Excerpt to read:

········

# Feeling a bit low



## M0ncris (Aug 25, 2013)

Hi,

I am feeling a bit down right now.  My last cycle resulted in a chemical pregnancy.  We were really lucky and had three free nhs cycles which have now finished and we are now hoping to move to argc.  I dropped off my notes and registration form today and instead of feeling happy I am just wondering if they can really help?

I am 38 now and over the years of treatment I have become a poor responder even with high doses of stimulation and the flare protocol.  Last time we only got three eggs and only 1 fertilised.  Dh has retrograde ejaculation so chances of getting pg naturally are almost non existent.  I read through my notes and apparently it is difficult to break the lining round the egg during icsi.  The results of dh sperm morphology also don't look great but I don't really know what I am looking at.

········

Available data:
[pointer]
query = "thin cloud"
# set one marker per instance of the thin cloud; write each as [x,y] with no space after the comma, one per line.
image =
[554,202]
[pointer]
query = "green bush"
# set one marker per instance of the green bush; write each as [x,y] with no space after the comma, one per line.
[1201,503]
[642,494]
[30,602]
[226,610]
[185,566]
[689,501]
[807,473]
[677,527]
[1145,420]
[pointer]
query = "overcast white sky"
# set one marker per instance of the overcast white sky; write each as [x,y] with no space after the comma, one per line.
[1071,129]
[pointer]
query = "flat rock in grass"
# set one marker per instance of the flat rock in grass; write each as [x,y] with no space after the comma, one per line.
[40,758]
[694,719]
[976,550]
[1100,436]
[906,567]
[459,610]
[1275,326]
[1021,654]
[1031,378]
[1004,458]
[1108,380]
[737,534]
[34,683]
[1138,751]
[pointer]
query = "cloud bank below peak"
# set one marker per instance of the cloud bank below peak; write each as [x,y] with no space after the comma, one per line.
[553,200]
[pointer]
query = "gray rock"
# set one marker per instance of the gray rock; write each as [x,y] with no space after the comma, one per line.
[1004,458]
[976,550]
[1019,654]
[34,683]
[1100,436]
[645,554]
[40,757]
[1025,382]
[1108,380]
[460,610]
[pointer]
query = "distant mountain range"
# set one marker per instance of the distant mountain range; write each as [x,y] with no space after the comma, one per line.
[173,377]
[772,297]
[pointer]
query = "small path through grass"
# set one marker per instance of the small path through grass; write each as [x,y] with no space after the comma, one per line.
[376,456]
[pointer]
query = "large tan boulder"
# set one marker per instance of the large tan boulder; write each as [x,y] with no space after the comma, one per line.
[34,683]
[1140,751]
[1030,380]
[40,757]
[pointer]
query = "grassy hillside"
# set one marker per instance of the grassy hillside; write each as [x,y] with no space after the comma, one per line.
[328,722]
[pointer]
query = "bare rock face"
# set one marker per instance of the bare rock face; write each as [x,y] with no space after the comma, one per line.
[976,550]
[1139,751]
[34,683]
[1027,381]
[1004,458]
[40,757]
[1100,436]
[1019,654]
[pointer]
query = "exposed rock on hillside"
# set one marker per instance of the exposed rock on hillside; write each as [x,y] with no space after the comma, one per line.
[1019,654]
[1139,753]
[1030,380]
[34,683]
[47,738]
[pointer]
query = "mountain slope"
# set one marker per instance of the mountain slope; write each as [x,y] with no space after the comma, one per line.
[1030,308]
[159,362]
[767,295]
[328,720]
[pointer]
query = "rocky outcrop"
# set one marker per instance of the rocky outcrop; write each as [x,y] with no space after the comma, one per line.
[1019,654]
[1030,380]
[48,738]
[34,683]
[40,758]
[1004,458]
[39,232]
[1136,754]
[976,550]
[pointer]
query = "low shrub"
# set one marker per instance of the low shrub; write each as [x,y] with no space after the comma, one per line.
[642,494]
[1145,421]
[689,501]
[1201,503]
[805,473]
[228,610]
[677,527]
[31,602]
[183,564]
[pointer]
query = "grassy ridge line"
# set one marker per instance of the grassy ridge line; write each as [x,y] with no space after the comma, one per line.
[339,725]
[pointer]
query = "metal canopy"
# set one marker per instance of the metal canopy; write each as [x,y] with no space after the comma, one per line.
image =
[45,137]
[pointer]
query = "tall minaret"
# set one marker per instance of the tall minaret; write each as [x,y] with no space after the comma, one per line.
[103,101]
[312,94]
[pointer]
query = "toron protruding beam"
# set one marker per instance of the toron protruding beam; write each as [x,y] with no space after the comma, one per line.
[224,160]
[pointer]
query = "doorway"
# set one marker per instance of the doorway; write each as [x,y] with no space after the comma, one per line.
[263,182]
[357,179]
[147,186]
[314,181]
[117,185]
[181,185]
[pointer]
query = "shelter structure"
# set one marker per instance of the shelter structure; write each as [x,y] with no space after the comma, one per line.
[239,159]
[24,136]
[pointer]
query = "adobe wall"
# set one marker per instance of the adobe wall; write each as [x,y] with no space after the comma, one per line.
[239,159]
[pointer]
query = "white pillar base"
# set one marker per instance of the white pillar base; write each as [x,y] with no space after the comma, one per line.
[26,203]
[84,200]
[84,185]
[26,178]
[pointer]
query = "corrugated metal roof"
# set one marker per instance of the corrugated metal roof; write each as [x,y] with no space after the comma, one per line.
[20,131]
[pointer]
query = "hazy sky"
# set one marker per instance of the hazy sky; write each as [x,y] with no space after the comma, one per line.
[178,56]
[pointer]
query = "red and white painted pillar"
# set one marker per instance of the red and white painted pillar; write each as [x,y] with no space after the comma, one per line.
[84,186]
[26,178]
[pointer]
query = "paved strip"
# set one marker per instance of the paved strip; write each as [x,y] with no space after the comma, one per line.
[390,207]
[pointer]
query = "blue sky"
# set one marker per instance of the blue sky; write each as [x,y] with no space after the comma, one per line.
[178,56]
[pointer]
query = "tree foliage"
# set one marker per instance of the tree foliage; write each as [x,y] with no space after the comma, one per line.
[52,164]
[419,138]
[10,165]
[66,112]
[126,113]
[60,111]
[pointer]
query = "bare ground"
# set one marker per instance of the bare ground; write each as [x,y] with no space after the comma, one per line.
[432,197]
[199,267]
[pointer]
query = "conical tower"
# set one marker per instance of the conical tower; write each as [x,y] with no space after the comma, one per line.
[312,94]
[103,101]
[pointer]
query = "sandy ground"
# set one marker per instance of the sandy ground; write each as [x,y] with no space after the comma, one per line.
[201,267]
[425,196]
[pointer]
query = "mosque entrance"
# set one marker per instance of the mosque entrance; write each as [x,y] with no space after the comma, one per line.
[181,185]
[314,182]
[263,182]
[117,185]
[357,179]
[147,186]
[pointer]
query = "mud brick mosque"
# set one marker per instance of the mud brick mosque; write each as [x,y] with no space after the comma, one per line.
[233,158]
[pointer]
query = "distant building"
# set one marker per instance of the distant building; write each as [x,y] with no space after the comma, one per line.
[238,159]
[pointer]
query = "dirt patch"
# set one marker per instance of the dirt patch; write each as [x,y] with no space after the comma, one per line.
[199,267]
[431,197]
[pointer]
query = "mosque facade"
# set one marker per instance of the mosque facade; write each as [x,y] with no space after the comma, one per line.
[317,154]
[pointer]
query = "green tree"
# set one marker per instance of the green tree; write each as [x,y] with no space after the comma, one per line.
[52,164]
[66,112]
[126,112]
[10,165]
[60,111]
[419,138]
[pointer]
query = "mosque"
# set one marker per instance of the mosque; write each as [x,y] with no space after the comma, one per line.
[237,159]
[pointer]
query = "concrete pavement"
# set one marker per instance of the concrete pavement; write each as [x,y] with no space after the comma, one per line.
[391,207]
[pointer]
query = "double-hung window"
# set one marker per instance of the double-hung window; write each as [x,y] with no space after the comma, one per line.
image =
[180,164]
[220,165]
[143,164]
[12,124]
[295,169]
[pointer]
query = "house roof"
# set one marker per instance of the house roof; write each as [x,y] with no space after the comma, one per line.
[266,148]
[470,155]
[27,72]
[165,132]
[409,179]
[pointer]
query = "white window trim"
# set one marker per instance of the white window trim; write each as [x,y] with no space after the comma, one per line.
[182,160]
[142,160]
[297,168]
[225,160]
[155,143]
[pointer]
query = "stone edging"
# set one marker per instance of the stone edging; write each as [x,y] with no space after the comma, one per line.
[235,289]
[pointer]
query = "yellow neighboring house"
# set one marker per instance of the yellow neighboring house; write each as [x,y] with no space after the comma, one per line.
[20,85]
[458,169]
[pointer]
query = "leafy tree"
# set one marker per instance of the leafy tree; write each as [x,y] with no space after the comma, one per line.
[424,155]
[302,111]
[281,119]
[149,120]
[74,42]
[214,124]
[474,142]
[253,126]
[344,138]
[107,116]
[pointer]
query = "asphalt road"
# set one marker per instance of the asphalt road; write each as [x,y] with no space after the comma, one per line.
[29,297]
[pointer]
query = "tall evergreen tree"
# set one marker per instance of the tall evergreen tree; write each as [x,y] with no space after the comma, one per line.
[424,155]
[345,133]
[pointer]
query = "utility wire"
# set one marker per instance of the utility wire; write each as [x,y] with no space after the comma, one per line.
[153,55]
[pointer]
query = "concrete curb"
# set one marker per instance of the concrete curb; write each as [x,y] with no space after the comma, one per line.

········

Aim of the exercise:
Continue the forum post above about feeling low during fertility treatment, starting right after its last sentence.

Exercise response:
I find it really tough to sit in the consultation room and hear what is wrong and that the chances are really slim.  I am also a bit scared that they will reject us.  My fsh is ok but my estrodial is high which the doctors think might be suppressing my fsh.

Is there any hope?  I guess it is all just hitting me now.  It has been a tough year.

Does anyone else feel like this?  How do you all cope with this?

Any advice gratefully received.

M
X


----------



## Wish on a star (Sep 19, 2013)

Hi M,
I am new to this site so apologies if I don't get all the terminology right. 

I know how you're feeling as in a similar situation myself.
I'm a poor responder too, and only produced one mature follicle which resulted in our ivf cycle being cancelled last month. I too was on the max Stims, and as feared there is not much more they can do for me. The consultant recommended that we try a short protocol next time, but said realistically I'd probably still only produced one or two follicles again. Unfortunately we only get one nhs funded cycle but because it was cancelled we get one more try. Failing that the option of DE was discussed with us which was a complete shock, as up until then I didn't realise anything was Majorly wrong with me apart from having a low AF count. So the combination of that and being a poor responder has made the chance of us having our own biological baby very slim.

It's hit me quite hard, and I have some days where I just feel like I can't cope.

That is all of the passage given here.